> [Work to do]: Could you reproduce the data below word for word, line by line, without changing anything?

> [Records provided]:
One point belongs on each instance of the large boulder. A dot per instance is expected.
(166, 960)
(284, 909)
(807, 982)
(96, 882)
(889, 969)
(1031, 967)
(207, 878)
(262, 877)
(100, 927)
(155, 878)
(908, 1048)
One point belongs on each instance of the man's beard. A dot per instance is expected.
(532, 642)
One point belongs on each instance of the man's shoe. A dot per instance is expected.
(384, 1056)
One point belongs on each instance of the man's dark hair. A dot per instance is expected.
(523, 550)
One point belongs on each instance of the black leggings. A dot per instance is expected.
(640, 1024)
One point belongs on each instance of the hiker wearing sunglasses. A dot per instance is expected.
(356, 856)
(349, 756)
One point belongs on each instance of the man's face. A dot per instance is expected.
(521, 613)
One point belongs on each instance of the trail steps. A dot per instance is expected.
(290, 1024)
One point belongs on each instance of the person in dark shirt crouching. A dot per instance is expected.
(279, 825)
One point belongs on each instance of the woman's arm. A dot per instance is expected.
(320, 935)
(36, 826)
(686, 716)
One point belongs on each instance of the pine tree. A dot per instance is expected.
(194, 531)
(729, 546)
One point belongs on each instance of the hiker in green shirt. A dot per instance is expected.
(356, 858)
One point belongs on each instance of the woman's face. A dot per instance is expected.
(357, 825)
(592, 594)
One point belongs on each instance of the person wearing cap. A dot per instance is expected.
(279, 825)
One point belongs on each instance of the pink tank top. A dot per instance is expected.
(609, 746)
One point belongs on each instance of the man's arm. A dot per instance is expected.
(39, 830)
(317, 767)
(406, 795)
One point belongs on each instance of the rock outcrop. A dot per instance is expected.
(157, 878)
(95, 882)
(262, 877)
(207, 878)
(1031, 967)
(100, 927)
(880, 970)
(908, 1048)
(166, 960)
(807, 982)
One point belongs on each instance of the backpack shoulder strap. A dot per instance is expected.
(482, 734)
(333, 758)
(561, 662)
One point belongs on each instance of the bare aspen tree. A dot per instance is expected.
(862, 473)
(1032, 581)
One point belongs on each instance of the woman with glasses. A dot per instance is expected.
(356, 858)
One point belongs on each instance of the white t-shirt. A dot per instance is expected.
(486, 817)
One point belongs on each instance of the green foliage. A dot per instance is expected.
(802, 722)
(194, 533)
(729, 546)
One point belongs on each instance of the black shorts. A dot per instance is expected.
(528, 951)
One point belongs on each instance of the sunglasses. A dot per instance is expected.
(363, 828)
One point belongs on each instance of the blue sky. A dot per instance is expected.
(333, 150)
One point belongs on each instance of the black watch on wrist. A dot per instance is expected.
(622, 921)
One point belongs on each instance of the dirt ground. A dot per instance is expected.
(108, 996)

> [The result]:
One point belongs on each instance of the large boulder. A dot per instance is expected.
(166, 960)
(284, 909)
(807, 982)
(96, 882)
(889, 969)
(1031, 967)
(207, 878)
(262, 877)
(100, 927)
(155, 878)
(908, 1048)
One point belongs on each instance of the man's beard. A dot per instance is expected.
(532, 642)
One point belongs on each instance of the man's shoe. A dot per instance is expected.
(384, 1056)
One point belongs on each instance of the man's dark hair. A dot per instance is expected.
(523, 550)
One point belongs on each instance of the black leggings. A dot per instance is expected.
(640, 1024)
One point belongs on each instance of the hiker wearing sunglasses. A dot per instance is expected.
(356, 856)
(349, 756)
One point belongs on each instance of the man's face. A dot per instance is expected.
(521, 613)
One point belongs on each instance of the trail steps. A dot per instance is expected.
(290, 1024)
One point belongs on each instance of the person in dark shirt crouching. A dot per instance is expected.
(279, 825)
One point belongs on each instance of the woman's arm. A dot per instance is expected.
(320, 935)
(36, 826)
(686, 716)
One point belongs on each instance of the pine tree. A dot per instance is expected.
(194, 531)
(729, 546)
One point belongs on each instance of the hiker in green shirt. A dot per instance is expected.
(356, 858)
One point belongs on each instance of the woman's face. A dot per instance is expected.
(357, 825)
(592, 594)
One point belongs on each instance of the person wearing cap. A dot per instance is expected.
(279, 825)
One point belongs on each instance of the pink tank top. A dot per instance is expected.
(609, 746)
One point belongs on each instance of the man's arm. A dot per instance is expected.
(39, 830)
(317, 767)
(406, 795)
One point belongs on each instance of the rock outcrop. A dot per instance is expected.
(157, 878)
(95, 882)
(262, 877)
(207, 878)
(1031, 967)
(100, 927)
(880, 970)
(908, 1048)
(166, 960)
(807, 982)
One point belongs on each instance of the backpack shoulder strap. A dot per instance is expected.
(482, 734)
(333, 758)
(561, 662)
One point belongs on each instance of the bare aspen tree. A dot per instance is expected.
(862, 473)
(1032, 581)
One point belongs on each instance of the woman with glasses. A dot per instance is expected.
(356, 858)
One point belongs on each instance of the white t-shirt. A dot per instance is expected.
(486, 817)
One point belongs on each instance of the green foliage. A dot per instance is expected.
(802, 722)
(194, 533)
(729, 546)
One point belongs on each instance of the black shorts. A dot per instance is expected.
(528, 951)
One point belongs on each instance of the sunglasses. A dot per instance is expected.
(363, 828)
One point belongs on each instance of the blue sky. A dot per instance is expected.
(333, 150)
One point belongs on each instance of the black watch on wrist. A dot per instance is expected.
(622, 921)
One point belongs on each instance of the dirt ground. A dot per instance is expected.
(108, 996)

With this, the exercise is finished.